:: Extracted material ::
§ §

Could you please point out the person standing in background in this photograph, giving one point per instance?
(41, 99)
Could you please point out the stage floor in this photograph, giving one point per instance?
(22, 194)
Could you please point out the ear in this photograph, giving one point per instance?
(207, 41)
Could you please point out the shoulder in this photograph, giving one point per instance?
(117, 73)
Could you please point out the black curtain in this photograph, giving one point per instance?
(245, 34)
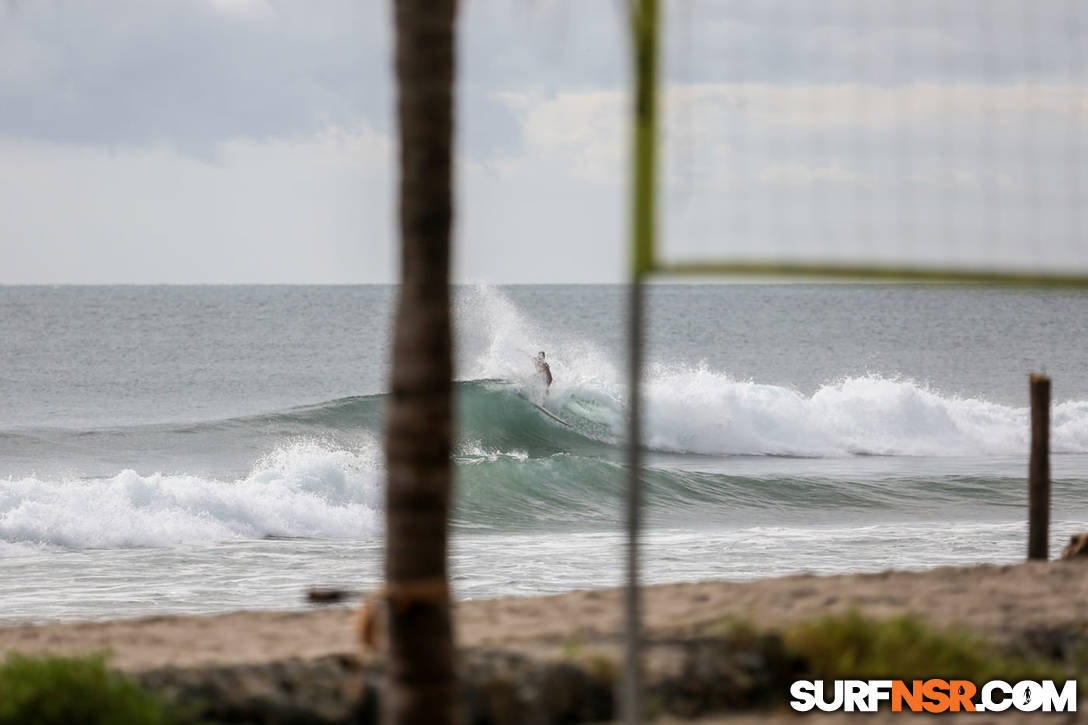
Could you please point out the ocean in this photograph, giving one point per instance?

§ §

Reproduce the records word for word, starting with the line containing "Could you please point out the shoulder" and continuing through the end of the records, but omit the pictures.

:: Exercise output ::
Could you please point out the shoulder in this photograph, giving one point per instance?
(117, 73)
Could you please point out the black curtain in this photograph, giving one point per instance?
(245, 34)
Could you please point out the ocean in this photograph, giving one point per instance?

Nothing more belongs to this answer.